> _Supplied data_
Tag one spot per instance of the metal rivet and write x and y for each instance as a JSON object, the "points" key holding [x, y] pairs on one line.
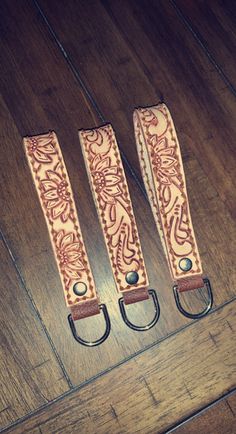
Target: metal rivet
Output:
{"points": [[185, 264], [132, 277], [80, 288]]}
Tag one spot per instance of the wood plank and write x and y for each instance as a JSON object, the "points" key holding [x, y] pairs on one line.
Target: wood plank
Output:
{"points": [[156, 388], [40, 93], [102, 48], [43, 95], [214, 24], [218, 419], [143, 53], [30, 375]]}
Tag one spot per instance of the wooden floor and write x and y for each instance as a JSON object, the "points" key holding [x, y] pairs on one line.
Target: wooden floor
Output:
{"points": [[71, 64]]}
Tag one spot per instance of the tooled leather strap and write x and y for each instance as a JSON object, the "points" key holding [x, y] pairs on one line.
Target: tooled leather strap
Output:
{"points": [[55, 194], [110, 191], [163, 175]]}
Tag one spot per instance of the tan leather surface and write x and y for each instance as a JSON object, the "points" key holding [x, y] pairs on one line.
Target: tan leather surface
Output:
{"points": [[56, 198], [111, 195], [190, 283], [163, 174]]}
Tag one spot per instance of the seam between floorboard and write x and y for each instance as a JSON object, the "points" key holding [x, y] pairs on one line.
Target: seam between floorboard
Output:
{"points": [[103, 373], [88, 94], [199, 412], [148, 75], [51, 343], [198, 37]]}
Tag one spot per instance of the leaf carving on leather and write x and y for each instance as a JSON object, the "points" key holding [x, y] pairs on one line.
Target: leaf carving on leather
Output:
{"points": [[108, 183], [119, 229], [174, 217]]}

> _Exercise objective_
Wherever a line holds the word "surface", copy that line out of the entries above.

> _Response area_
Tag one spot per instance of the tan leather surface and write x and y for each instance as a JSON object, the "points" key holding [x, y] pairs on one line.
Target: tan leather surface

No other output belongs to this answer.